SELECTED PASSAGE:

· · ·

Spinning Straw Into Gold Happens Only in Fairy Tales

SCIENTISTS competing for government research funds should take a hint from an old folk story. It tells of a peasant who persuaded a king to marry his daughter by claiming she could spin straw into gold. Once married, the king locked her in a room with a pile of straw and told her to get on with it.

Boosters who make exaggerated claims for payoffs from scientific research may find themselves in a comparable predicament. A dwarf performed the required magic for the hapless queen. But scientists and administrators caught overpromising the economic benefits of basic research will have no Rumpelstiltskin to help them out.

Princeton University president Harold Shapiro apparently had this in mind when he told the President's Council of Advisors on Science and Technology that "some universities [have] oversold the benefits to local constituencies." He added that such hucksterism may "turn on us."

Public disappointment when expected commercial payoffs don't materialize could weaken support for science generally. Moreover, Robert Rosenzweig, president of the Association of American Universities, warns that the mere expectation of such payoffs can compromise scientific quality.

Dr. Rosenzweig, who represents 58 United States and Canadian research universities, told the council that the belief "that science and technology are the keys to local and regional economic development" inspires the US Congress to earmark research money for projects in members' home regions without review of the projects' scientific merit. "The political forces for wider [geographical] distribution [of funding] are so strong that program resources will be spread ever thinner, making concentration of qual ity harder to sustain" he said.

The scientific community may also injure itself as scientists in one field use the economic hype coming from competing fields to undermine the credibility of their rivals. Such infighting has become the hallmark of debates over funding the particle physicists' Superconducting Supercollider (SSC) accelerator and the National Aeronautics and Space Administration's (NASA) space station. Boosters portray the projects as critical sources of unrealistic practical benefits. Opponents see them as money hogs that

will starve other areas of science.

NASA administrator Daniel Goldin recently claimed that "space-based research in the life sciences and biotechnology will revolutionize our way of life in the 21st century."

Claims like that prompted National Institutes of Health (NIH) director Bernadine Healy to tell Mr. Goldin that "the implication that NIH views future space experiments as critical to the overall success of biomedical research" are "particularly disturbing." She said such claims do "a serious disservice ... by the creation of unrealistic expectations and overpromise."

Meanwhile, physicists supporting the SSC are tarred with the hype of some fellow boosters. The latter claim vast economic benefits in fields such as medicine, water resources, or biology that have nothing to do with particle physics. James Krumhanal, former president of the American Physical Society, which supports the project, says such "extravagant representations to the public of potential fruits from the SSC are fictitious and ethically irresponsible."

In short, trying to justify specific research projects by claiming specific economic benefits is dangerous. It distorts research funding, splits the scientific community, and misleads the public. Instead, scientists should fight for sustained support for basic research across the board as an investment in knowledge. History shows this does produce enormous - but generally unpredictable - practical payoffs in the long run. And that's no fairy tale.

· · ·

Recorded data
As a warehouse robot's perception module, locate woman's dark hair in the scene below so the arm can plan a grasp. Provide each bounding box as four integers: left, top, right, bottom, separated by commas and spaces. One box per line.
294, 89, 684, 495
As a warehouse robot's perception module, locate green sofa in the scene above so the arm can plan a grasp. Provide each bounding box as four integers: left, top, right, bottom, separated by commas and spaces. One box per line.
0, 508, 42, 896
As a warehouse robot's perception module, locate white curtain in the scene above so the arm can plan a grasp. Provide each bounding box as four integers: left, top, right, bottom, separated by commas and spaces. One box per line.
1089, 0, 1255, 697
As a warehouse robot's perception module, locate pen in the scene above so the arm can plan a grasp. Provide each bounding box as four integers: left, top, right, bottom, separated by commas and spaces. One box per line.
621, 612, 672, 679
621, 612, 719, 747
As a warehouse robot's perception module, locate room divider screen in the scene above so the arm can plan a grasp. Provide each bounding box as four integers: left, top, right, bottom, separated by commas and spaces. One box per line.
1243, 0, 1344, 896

· · ·

WHAT YOU NEED TO DO:
(1) From the article on overpromising research, repeat word for word the passage starting at "SCIENTISTS competing for" and ending at "on with it.".
(2) Based on the article on overpromising research, mark each statement yes or no, and quote the words that decide it.
(a) Robert Rosenzweig represents 58 research universities in the United States and Canada.
(b) The American Physical Society opposes the Superconducting Supercollider.
(c) In the folk story, a dwarf did the magic for the queen.
(3) Answer these from the article on overpromising research.
(a) Who is named as president of Princeton University?
(b) Who is the director of the National Institutes of Health?
(c) Which agency does Daniel Goldin head?

SOLVED PROBLEMS:
(1)
SCIENTISTS competing for government research funds should take a hint from an old folk story. It tells of a peasant who persuaded a king to marry his daughter by claiming she could spin straw into gold. Once married, the king locked her in a room with a pile of straw and told her to get on with it.

(2)
(a) Yes: "who represents 58 United States and Canadian research universities"
(b) No: "which supports the project"
(c) Yes: "A dwarf performed the required magic for the hapless queen."

(3)
(a) Harold Shapiro
(b) Bernadine Healy
(c) The National Aeronautics and Space Administration (NASA)